WORK INSTRUCTIONS - In the field-notes passage below, retype everything from "To me, this" down to "captions their words." with every word and punctuation mark unchanged.

EXCERPTED TEXT -
'''

To me, this effort is as much an ethnographic study as it is a visual project. I think of Dorothea Lange who used images and words together, not just to record, but also to discover and explore ideas.
Consider these portraits and captions my field notes, the beginning of something that is still taking shape. The faces are of those who I’ve had the privilege to spend time with and the captions their words.
This is an initial dispatch from an ongoing inquiry; I've about two weeks left on the road and would value your thoughts and, should you be an essential worker and want to connect, please reach out.
I met Karina, 25, from El Salvador and Yanira, 46, from Guatemala in Washington D.C. Both women live in Maryland and come into D.C. everyday to clean houses for a contract company. "Today, we work at 6 in the morning and go home at 7 or 8 at night. They pay us $9 dollars per hour."

'''

GIVEN ENTRIES -

'''

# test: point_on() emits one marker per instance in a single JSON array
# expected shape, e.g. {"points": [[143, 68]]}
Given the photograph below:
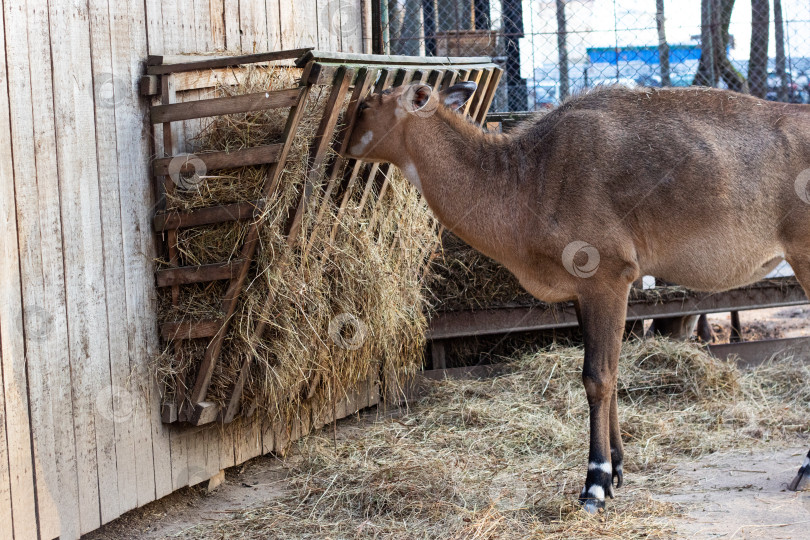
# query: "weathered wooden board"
{"points": [[83, 261], [17, 504], [129, 45]]}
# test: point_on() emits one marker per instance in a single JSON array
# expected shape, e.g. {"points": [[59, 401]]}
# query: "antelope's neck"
{"points": [[464, 176]]}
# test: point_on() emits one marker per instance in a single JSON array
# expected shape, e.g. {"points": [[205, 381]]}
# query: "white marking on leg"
{"points": [[604, 467], [410, 172], [360, 147], [597, 492]]}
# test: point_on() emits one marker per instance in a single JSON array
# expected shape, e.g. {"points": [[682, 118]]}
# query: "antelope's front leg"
{"points": [[603, 317]]}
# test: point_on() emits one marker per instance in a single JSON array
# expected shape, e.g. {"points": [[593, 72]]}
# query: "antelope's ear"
{"points": [[416, 96], [457, 95]]}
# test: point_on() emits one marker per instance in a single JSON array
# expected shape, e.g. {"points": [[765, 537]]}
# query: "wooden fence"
{"points": [[81, 438]]}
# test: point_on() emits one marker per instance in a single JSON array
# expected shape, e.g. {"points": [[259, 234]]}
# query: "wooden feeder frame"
{"points": [[347, 74]]}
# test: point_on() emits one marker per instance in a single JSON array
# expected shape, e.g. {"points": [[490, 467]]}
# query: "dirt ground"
{"points": [[742, 495], [738, 494], [770, 323]]}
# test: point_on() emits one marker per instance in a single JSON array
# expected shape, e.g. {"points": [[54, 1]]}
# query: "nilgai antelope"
{"points": [[704, 188]]}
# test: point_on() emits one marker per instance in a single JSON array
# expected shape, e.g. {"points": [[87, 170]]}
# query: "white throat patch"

'''

EXERCISE SOLUTION -
To me, this effort is as much an ethnographic study as it is a visual project. I think of Dorothea Lange who used images and words together, not just to record, but also to discover and explore ideas.
Consider these portraits and captions my field notes, the beginning of something that is still taking shape. The faces are of those who I’ve had the privilege to spend time with and the captions their words.